# start of RECORDED INFORMATION

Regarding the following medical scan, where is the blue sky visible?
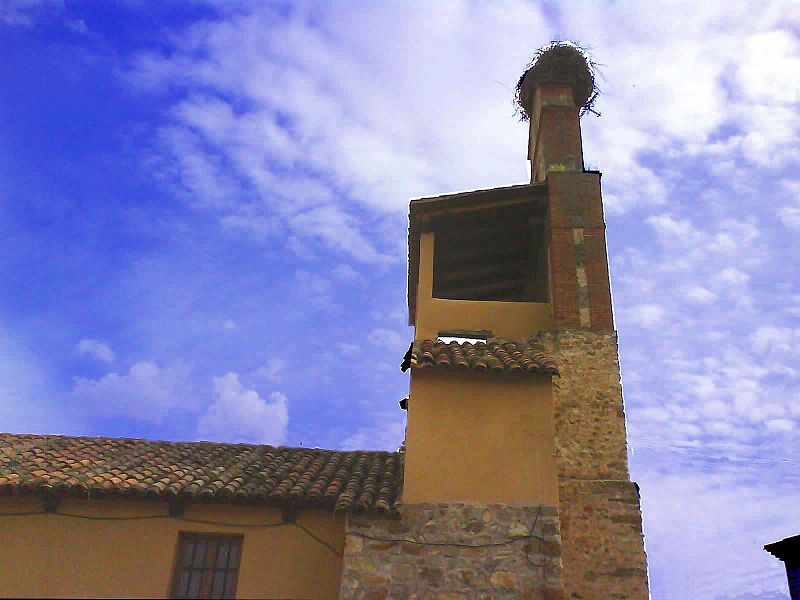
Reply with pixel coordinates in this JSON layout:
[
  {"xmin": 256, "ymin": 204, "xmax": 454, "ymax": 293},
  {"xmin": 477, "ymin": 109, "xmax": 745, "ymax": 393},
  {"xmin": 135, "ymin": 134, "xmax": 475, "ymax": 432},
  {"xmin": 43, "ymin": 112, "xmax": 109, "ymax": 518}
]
[{"xmin": 0, "ymin": 0, "xmax": 800, "ymax": 600}]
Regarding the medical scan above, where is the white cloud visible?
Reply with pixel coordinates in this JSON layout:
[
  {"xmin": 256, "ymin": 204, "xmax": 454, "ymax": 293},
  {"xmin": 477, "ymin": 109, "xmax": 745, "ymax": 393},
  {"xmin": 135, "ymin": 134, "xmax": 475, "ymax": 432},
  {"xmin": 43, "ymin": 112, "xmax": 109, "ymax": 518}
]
[
  {"xmin": 625, "ymin": 304, "xmax": 664, "ymax": 327},
  {"xmin": 253, "ymin": 358, "xmax": 288, "ymax": 381},
  {"xmin": 197, "ymin": 373, "xmax": 289, "ymax": 445},
  {"xmin": 340, "ymin": 411, "xmax": 406, "ymax": 450},
  {"xmin": 72, "ymin": 362, "xmax": 194, "ymax": 423},
  {"xmin": 76, "ymin": 338, "xmax": 114, "ymax": 363},
  {"xmin": 0, "ymin": 0, "xmax": 64, "ymax": 27},
  {"xmin": 367, "ymin": 327, "xmax": 410, "ymax": 352}
]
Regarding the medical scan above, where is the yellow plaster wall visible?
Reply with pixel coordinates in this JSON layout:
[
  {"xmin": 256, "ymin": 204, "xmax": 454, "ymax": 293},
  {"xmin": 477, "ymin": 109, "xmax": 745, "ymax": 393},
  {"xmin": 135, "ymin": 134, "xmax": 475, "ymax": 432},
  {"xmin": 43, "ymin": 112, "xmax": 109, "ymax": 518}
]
[
  {"xmin": 0, "ymin": 497, "xmax": 344, "ymax": 599},
  {"xmin": 403, "ymin": 369, "xmax": 558, "ymax": 505},
  {"xmin": 415, "ymin": 232, "xmax": 553, "ymax": 340}
]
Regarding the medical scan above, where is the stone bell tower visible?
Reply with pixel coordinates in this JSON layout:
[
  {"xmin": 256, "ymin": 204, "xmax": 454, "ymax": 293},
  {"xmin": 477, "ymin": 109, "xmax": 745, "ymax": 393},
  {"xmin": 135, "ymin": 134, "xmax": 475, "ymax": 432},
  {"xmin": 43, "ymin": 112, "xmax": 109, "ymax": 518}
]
[{"xmin": 342, "ymin": 44, "xmax": 648, "ymax": 600}]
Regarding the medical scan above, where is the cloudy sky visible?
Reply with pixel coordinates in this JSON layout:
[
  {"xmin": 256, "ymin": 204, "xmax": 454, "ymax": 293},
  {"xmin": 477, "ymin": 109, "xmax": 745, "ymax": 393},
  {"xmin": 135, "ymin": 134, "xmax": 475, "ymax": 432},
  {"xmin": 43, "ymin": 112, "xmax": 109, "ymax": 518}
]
[{"xmin": 0, "ymin": 0, "xmax": 800, "ymax": 600}]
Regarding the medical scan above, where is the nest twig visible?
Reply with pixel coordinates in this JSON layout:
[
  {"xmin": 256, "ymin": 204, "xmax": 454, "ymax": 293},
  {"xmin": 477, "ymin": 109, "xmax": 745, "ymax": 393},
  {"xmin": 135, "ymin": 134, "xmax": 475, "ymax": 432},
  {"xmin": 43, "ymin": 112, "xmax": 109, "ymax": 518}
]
[{"xmin": 514, "ymin": 40, "xmax": 600, "ymax": 121}]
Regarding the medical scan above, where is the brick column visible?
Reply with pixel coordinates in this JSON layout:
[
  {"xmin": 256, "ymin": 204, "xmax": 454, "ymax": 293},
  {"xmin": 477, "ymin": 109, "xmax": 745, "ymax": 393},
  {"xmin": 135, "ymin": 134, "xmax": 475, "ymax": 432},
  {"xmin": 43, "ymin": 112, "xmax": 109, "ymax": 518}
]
[{"xmin": 547, "ymin": 172, "xmax": 614, "ymax": 331}]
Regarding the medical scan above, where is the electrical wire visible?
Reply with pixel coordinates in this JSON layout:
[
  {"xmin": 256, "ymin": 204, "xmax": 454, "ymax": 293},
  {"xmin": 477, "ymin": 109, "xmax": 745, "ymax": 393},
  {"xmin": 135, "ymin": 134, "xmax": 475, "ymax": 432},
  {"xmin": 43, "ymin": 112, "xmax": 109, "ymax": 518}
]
[{"xmin": 0, "ymin": 511, "xmax": 342, "ymax": 558}]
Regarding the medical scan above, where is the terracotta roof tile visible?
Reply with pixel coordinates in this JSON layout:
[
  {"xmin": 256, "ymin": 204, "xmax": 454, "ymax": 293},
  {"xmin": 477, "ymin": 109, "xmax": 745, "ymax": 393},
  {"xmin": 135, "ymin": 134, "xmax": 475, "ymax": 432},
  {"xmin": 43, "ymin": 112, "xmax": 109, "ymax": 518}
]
[
  {"xmin": 404, "ymin": 340, "xmax": 558, "ymax": 375},
  {"xmin": 0, "ymin": 433, "xmax": 403, "ymax": 512}
]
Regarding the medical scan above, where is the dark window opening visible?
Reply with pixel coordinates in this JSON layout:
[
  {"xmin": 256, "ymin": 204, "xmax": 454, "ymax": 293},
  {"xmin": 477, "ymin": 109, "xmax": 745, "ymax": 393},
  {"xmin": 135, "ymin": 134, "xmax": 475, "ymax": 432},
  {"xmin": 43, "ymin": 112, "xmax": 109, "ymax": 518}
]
[
  {"xmin": 170, "ymin": 533, "xmax": 242, "ymax": 598},
  {"xmin": 432, "ymin": 205, "xmax": 548, "ymax": 302}
]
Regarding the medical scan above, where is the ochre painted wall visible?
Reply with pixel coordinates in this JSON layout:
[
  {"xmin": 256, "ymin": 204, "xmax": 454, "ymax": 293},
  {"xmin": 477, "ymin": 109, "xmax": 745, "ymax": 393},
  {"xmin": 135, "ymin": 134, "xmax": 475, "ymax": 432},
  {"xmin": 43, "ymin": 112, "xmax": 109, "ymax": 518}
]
[
  {"xmin": 414, "ymin": 232, "xmax": 553, "ymax": 340},
  {"xmin": 403, "ymin": 369, "xmax": 558, "ymax": 505},
  {"xmin": 0, "ymin": 496, "xmax": 344, "ymax": 599}
]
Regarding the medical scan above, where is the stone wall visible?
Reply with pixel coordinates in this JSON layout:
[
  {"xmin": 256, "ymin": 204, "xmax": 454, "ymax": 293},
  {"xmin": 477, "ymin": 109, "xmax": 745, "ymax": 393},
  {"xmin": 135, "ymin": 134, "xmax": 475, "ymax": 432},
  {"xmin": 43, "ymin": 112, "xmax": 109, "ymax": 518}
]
[
  {"xmin": 559, "ymin": 480, "xmax": 648, "ymax": 600},
  {"xmin": 540, "ymin": 329, "xmax": 630, "ymax": 480},
  {"xmin": 341, "ymin": 503, "xmax": 564, "ymax": 600},
  {"xmin": 541, "ymin": 330, "xmax": 648, "ymax": 600}
]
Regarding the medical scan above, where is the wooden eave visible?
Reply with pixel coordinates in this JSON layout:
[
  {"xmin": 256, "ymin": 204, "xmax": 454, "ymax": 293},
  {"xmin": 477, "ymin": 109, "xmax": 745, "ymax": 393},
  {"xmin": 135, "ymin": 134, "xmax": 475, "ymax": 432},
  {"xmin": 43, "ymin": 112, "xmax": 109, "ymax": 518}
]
[{"xmin": 407, "ymin": 182, "xmax": 547, "ymax": 325}]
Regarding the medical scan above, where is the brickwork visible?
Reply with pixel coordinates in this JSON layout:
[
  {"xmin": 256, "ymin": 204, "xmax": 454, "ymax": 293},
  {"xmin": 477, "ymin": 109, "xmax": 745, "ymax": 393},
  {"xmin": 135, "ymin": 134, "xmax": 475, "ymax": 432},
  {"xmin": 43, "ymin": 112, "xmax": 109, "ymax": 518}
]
[
  {"xmin": 547, "ymin": 173, "xmax": 614, "ymax": 331},
  {"xmin": 540, "ymin": 330, "xmax": 648, "ymax": 600},
  {"xmin": 341, "ymin": 503, "xmax": 564, "ymax": 600}
]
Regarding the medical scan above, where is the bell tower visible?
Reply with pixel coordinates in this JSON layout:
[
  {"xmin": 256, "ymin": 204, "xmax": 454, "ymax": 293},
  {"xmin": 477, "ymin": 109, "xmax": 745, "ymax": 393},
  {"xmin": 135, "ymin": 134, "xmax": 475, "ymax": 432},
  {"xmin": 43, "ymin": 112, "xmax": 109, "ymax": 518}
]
[{"xmin": 343, "ymin": 43, "xmax": 648, "ymax": 600}]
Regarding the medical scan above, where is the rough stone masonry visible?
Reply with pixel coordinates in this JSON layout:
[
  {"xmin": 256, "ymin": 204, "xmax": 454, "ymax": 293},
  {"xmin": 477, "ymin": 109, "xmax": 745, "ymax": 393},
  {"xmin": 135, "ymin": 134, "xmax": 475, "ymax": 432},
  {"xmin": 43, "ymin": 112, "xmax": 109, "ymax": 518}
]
[{"xmin": 341, "ymin": 503, "xmax": 563, "ymax": 600}]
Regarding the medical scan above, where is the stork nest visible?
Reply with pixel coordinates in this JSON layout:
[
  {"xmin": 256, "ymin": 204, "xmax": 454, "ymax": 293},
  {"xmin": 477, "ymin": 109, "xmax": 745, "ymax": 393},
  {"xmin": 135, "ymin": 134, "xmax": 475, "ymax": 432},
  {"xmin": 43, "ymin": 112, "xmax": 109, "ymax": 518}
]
[{"xmin": 514, "ymin": 41, "xmax": 600, "ymax": 121}]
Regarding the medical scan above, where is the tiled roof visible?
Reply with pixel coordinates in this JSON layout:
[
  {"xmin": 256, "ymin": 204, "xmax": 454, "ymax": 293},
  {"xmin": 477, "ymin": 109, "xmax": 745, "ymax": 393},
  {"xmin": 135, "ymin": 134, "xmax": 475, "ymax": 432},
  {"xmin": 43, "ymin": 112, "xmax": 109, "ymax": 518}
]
[
  {"xmin": 0, "ymin": 433, "xmax": 403, "ymax": 512},
  {"xmin": 404, "ymin": 340, "xmax": 558, "ymax": 375}
]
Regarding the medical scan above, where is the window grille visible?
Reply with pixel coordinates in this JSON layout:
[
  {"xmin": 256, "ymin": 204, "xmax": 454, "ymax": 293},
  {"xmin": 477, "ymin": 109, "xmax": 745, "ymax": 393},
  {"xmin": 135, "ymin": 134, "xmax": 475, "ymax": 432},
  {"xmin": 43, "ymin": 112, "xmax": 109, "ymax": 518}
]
[{"xmin": 171, "ymin": 533, "xmax": 242, "ymax": 598}]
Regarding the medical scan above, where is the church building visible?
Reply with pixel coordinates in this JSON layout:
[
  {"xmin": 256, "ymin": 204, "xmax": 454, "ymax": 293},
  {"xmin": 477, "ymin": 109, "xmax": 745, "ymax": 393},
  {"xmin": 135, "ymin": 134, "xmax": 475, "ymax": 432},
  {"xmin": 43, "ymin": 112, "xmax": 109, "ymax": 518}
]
[{"xmin": 0, "ymin": 43, "xmax": 648, "ymax": 600}]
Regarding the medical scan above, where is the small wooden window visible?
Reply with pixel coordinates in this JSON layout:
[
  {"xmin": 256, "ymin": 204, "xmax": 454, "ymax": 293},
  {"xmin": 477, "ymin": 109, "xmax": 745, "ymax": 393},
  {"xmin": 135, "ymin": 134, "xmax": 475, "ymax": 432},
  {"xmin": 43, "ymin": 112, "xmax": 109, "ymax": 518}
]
[{"xmin": 171, "ymin": 533, "xmax": 242, "ymax": 598}]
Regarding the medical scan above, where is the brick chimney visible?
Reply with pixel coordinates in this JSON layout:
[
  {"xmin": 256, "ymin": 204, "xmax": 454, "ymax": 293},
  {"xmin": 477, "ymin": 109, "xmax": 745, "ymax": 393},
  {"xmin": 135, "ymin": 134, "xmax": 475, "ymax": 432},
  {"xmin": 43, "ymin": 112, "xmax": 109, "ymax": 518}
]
[
  {"xmin": 518, "ymin": 44, "xmax": 614, "ymax": 331},
  {"xmin": 518, "ymin": 45, "xmax": 594, "ymax": 183}
]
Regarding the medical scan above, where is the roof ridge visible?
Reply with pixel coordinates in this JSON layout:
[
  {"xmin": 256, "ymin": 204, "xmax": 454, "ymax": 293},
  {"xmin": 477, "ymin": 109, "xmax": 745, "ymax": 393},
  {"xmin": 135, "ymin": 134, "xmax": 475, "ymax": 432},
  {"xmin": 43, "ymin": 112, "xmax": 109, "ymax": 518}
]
[{"xmin": 0, "ymin": 431, "xmax": 397, "ymax": 454}]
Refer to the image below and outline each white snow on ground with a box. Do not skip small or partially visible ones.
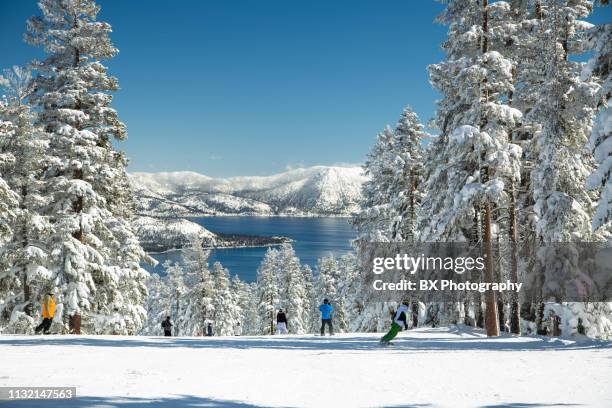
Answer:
[0,328,612,408]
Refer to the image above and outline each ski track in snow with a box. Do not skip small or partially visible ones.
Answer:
[0,328,612,408]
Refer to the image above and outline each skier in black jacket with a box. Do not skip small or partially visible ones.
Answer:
[276,309,288,334]
[162,316,172,337]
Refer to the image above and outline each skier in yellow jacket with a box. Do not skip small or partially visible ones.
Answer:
[34,293,55,334]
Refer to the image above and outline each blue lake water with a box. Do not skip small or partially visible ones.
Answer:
[147,217,355,282]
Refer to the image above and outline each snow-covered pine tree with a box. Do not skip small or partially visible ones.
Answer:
[231,275,257,335]
[302,264,319,333]
[352,107,429,330]
[335,252,360,332]
[389,107,429,242]
[212,262,240,336]
[582,24,612,230]
[418,0,522,336]
[529,0,608,334]
[276,244,308,334]
[256,248,279,334]
[139,273,167,336]
[0,101,20,326]
[26,0,151,333]
[160,260,190,336]
[530,0,599,243]
[353,126,398,246]
[0,66,49,332]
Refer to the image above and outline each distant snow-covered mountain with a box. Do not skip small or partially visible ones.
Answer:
[130,166,366,217]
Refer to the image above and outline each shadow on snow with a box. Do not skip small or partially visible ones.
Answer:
[5,395,272,408]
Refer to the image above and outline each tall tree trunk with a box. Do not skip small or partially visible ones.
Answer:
[508,181,521,334]
[481,0,499,336]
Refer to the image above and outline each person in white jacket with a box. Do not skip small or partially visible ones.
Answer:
[380,300,410,344]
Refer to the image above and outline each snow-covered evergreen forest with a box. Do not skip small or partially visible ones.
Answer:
[0,0,612,337]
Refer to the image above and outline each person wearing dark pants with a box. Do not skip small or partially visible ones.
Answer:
[34,293,55,334]
[162,316,172,337]
[319,299,334,336]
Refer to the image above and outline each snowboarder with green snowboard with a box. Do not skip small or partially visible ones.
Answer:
[380,300,410,345]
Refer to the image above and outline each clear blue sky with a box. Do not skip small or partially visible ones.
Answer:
[0,0,610,176]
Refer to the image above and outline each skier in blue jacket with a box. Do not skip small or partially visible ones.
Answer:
[319,299,334,336]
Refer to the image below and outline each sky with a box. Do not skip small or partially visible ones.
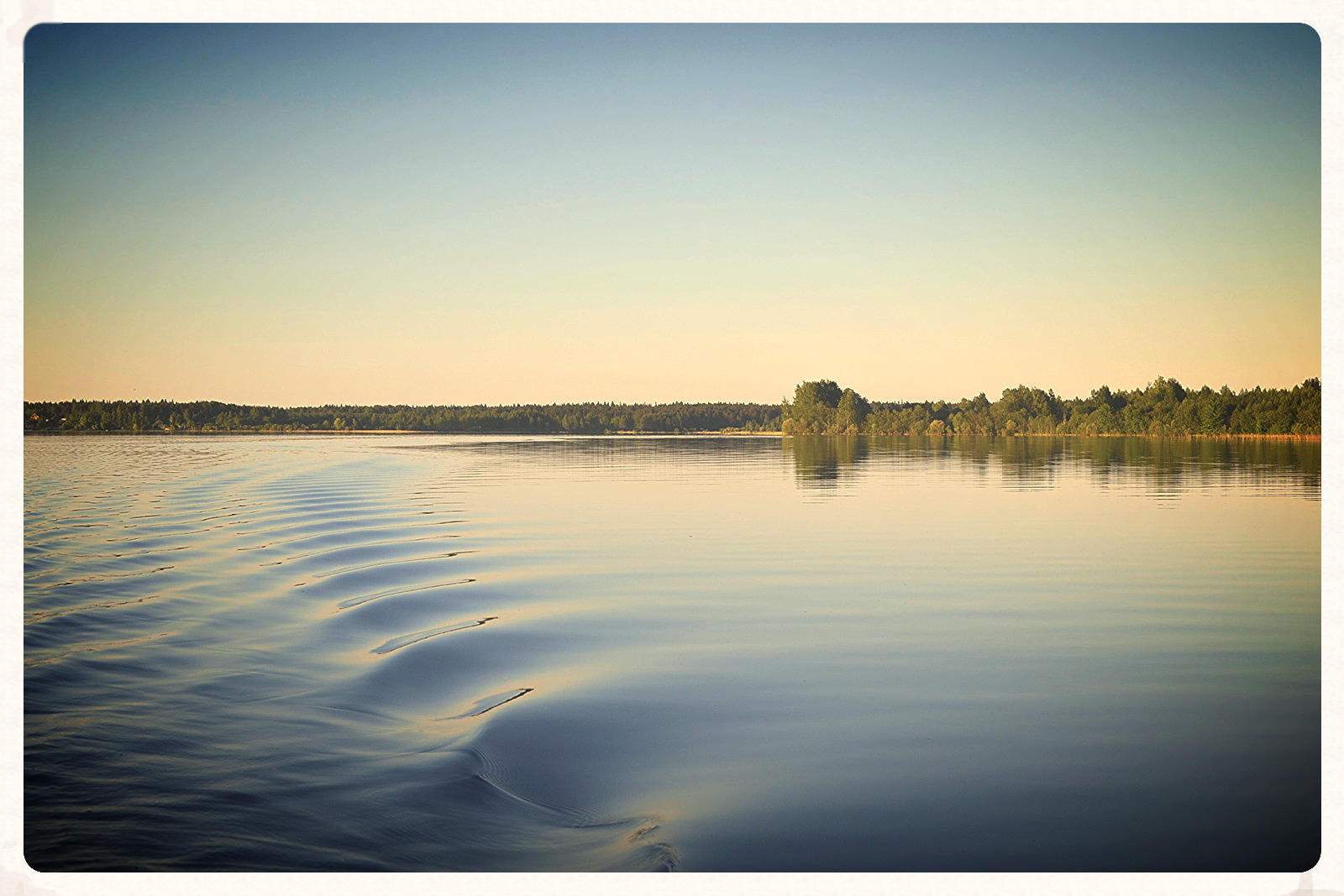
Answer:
[23,24,1321,406]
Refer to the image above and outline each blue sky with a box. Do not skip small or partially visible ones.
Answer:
[24,24,1321,405]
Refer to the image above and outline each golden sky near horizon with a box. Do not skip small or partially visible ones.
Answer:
[24,25,1321,405]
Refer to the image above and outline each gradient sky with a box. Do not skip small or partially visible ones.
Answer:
[24,24,1321,405]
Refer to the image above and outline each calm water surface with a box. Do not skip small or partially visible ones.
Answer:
[24,435,1321,871]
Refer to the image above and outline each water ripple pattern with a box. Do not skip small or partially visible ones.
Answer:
[23,435,1321,872]
[24,437,677,871]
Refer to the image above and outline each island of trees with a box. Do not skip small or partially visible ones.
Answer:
[23,378,1321,437]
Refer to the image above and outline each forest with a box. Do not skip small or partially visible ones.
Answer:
[23,378,1321,437]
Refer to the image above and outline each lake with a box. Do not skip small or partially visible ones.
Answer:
[23,435,1321,872]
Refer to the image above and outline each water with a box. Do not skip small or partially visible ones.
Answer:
[24,435,1321,871]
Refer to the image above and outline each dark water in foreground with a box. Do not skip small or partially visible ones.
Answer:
[24,437,1321,871]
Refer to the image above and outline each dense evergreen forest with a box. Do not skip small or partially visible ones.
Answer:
[23,378,1321,437]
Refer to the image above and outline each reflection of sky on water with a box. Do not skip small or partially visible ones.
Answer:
[24,437,1321,871]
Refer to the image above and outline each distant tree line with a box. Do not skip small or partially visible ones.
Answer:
[781,378,1321,437]
[23,401,780,434]
[23,378,1321,437]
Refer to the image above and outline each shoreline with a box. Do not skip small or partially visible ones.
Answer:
[23,430,1321,442]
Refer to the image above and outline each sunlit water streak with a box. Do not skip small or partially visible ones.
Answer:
[24,437,1321,871]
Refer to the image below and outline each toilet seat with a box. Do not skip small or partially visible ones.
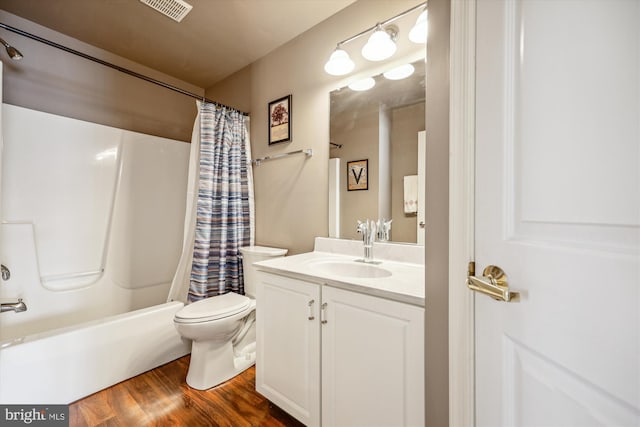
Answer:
[174,292,251,323]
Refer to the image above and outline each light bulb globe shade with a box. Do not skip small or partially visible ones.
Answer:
[324,48,355,76]
[349,77,376,92]
[382,64,415,80]
[362,29,397,61]
[409,10,428,44]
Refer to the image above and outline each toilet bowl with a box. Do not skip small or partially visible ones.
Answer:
[173,246,287,390]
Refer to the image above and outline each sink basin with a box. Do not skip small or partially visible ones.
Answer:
[311,261,391,279]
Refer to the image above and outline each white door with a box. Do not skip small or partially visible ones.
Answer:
[475,0,640,426]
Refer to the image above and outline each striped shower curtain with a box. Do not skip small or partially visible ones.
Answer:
[188,103,253,302]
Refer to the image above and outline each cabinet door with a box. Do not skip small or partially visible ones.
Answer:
[256,272,320,427]
[322,286,424,427]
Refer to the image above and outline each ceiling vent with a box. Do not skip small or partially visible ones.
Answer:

# end of RECORDED INFORMATION

● **THE PROBLEM**
Reproduce everything in the material above from the line containing "Refer to the image above and outline each skier in black" down to the line containing "[147,217,355,282]", substituting "omit" for every occurrence of "skip" and leaving all else unchanged.

● **SOLUTION**
Refer to the image above and outline each skier in black jacket with a box. Do not omit small or partially visible ones.
Answer:
[276,309,288,334]
[162,316,172,337]
Refer to the image above and outline each skier in yellow jacket with a box. Do not omit small or partially visible ones.
Answer:
[34,293,55,334]
Refer to the image above and outline each blue lake water with a box. Do not omit small or partially visible ones.
Answer:
[147,217,355,282]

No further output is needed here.